**Your instructions:** Copy the records below verbatim, from the first line through the line containing "Read each instance's", inclusive, and output nothing else.

**Entries supplied:**
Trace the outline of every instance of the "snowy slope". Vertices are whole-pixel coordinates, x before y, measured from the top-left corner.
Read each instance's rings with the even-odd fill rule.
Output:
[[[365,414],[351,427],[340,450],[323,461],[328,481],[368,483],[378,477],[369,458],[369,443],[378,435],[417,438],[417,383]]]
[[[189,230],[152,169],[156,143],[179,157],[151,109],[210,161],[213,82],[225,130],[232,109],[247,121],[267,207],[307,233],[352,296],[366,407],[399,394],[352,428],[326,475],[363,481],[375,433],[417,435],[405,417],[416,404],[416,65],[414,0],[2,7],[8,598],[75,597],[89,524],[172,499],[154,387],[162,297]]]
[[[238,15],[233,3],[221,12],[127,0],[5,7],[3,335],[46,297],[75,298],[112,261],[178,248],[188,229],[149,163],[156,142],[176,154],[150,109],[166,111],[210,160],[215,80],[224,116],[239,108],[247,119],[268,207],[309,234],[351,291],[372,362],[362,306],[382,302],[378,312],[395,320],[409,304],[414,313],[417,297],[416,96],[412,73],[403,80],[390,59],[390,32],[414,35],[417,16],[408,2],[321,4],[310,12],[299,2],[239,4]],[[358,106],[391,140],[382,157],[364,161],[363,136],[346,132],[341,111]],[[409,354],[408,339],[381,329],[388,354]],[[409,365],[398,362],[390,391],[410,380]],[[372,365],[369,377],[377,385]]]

**Output for this task:**
Trace the outline of every instance of the "snowy slope". Vertices are whole-pixel coordinates, x before y, measured from the top-left corner.
Read each instance's rings with the even-odd fill rule.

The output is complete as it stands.